*WHAT IS ASKED*
1. Reproduce the passage of the PointerSet commit text from "Add PointerSet<T> template." down to "TargetSet implementations.", changing nothing.
2. Answer these questions from the PointerSet commit text:
(a) What will the new template be used for in future CLs?
(b) Which unittest file is added to the list in build/gen.py?
(c) Who is listed as having reviewed the change?
3. Extend the PointerSet commit diff from the point where it stops.

*GIVEN TEXT*

╔══

Add PointerSet<T> template.

This CL adds a new template class that implements fast non-owning
pointer sets. This will be used by future CLs to implement faster
TargetSet implementations.

+ Update BaseHashTable documentation a little to clarify
  things and remove "iff" instances.

Change-Id: I934a93a3ca7abc638a7860bf6d80d8865a0c9a2f
Reviewed-on: https://gn-review.googlesource.com/c/gn/+/12582
Reviewed-by: Brett Wilson <brettw@chromium.org>
Commit-Queue: David Turner <digit@google.com>
diff --git a/build/gen.py b/build/gen.py
index 265b1f5..cc6e835 100755
--- a/build/gen.py
+++ b/build/gen.py
@@ -740,6 +740,7 @@
         'src/gn/parser_unittest.cc',
         'src/gn/path_output_unittest.cc',
         'src/gn/pattern_unittest.cc',
+        'src/gn/pointer_set_unittest.cc',
         'src/gn/runtime_deps_unittest.cc',
         'src/gn/scope_per_file_provider_unittest.cc',
         'src/gn/scope_unittest.cc',
diff --git a/src/gn/hash_table_base.h b/src/gn/hash_table_base.h
index c26b514..a5d9e12 100644
--- a/src/gn/hash_table_base.h
+++ b/src/gn/hash_table_base.h
@@ -46,14 +46,14 @@
 //  - It *must* be a trivial type, that is zero-initialized.
 //
 //  - It provides an is_null() const method, which should return true
-//    iff the corresponding node matches a 'free' entry in the hash
+//    if the corresponding node matches a 'free' entry in the hash
 //    table, i.e. one that has not been assigned to an item, or
 //    to a deletion tombstone (see below).
 //
 //    Of course, a default (zeroed) value, should always return true.
 //
 //  - It provides an is_tombstone() const method, which should return
-//    return true iff the corresponding node indicates a previously
+//    return true if the corresponding node indicates a previously
 //    deleted item.
 //
 //    Note that if your hash table does not need deletion support,
@@ -127,7 +127,7 @@
 //        }
 //      }
 //
-//      // Returns true iff this set contains |key|.
+//      // Returns true if this set contains |key|.

╚══

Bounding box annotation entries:
╔══

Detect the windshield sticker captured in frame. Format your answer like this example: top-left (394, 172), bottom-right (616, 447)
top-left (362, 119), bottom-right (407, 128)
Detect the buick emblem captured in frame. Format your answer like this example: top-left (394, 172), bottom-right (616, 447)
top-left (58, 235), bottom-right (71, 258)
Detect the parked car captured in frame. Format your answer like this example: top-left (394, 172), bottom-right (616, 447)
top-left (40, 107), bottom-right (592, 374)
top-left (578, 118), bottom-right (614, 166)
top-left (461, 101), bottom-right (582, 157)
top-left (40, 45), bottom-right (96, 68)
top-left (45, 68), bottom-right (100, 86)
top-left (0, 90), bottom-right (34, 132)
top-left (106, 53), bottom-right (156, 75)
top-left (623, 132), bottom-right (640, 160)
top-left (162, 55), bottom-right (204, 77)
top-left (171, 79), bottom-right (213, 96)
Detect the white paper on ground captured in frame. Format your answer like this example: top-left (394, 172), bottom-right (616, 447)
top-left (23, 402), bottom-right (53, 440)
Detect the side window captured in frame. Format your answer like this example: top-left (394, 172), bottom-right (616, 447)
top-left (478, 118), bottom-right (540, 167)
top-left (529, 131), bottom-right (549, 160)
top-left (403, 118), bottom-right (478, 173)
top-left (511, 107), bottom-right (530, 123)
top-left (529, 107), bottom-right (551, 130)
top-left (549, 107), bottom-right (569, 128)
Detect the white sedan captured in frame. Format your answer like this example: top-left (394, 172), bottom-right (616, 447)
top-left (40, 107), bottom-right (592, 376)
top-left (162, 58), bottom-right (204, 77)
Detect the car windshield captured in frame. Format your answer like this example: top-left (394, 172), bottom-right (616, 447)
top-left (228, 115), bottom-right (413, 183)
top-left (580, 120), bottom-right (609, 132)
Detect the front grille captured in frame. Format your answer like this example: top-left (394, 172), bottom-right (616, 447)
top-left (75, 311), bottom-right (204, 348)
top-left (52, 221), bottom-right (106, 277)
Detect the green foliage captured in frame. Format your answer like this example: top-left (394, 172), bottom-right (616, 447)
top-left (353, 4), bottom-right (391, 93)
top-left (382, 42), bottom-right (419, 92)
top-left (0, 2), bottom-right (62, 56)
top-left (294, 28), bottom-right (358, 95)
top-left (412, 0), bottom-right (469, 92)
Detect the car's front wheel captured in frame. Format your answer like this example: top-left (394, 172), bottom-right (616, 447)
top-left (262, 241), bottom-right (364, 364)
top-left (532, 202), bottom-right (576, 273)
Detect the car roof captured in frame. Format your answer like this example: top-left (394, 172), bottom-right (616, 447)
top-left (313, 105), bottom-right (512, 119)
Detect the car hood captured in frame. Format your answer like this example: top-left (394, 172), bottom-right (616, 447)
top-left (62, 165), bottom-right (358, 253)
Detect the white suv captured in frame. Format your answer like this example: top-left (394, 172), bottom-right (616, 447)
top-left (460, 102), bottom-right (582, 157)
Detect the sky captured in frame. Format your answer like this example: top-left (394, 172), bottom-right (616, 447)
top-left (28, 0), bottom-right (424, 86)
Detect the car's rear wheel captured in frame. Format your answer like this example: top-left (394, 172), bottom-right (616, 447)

╚══
╔══

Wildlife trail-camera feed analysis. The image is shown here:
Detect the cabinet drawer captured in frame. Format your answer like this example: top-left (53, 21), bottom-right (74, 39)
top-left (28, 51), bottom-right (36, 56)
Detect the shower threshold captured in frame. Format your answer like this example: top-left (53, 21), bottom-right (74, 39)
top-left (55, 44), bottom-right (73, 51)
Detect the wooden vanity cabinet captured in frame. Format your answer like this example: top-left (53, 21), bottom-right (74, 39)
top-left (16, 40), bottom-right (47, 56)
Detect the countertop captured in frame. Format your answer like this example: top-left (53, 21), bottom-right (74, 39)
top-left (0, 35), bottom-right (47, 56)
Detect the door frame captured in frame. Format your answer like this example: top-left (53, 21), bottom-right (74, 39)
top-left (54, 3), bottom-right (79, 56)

╚══

*EXERCISE RESULTS*
1.
Add PointerSet<T> template.

This CL adds a new template class that implements fast non-owning
pointer sets. This will be used by future CLs to implement faster
TargetSet implementations.

2.
(a) Implementing faster TargetSet implementations.
(b) src/gn/pointer_set_unittest.cc
(c) Brett Wilson

3.
 //      bool contains(const Foo& key) const {
 //        Node* node = BaseType::NodeLookup(
 //            MakeHash(key),
@@ -171,6 +171,7 @@
 //        delete node->foo;
 //        node->foo = Node::kTombstone;
 //        UpdateAfterDeletion().
+//        return true;
 //      }
 //
 //      static size_t MakeHash(const Foo& foo) {
@@ -241,7 +242,7 @@
     return *this;
   }
 
-  // Return true iff the table is empty.
+  // Return true if the table is empty.
   bool empty() const { return count_ == 0; }
 
   // Return the number of keys in the set.
@@ -259,8 +260,45 @@
   // own iterator/const_iterator/begin()/end() types and methods, possibly as
   // simple wrappers around the NodeIterator/NodeBegin/NodeEnd below.
   //
+  // Defining a custom iterator is as easy as deriving from NodeIterator
+  // and overloading operator*() and operator->(), as in:
+  //
+  //  struct FooNode {
+  //     size_t hash;
+  //     Foo*   foo_ptr;
+  //     ...
+  //  };
+  //
+  //  class FooTable : public HashTableBase<FooNode> {
+  //  public:
+  //     ...
+  //
+  //     // Iterators point to Foo instances, not table nodes.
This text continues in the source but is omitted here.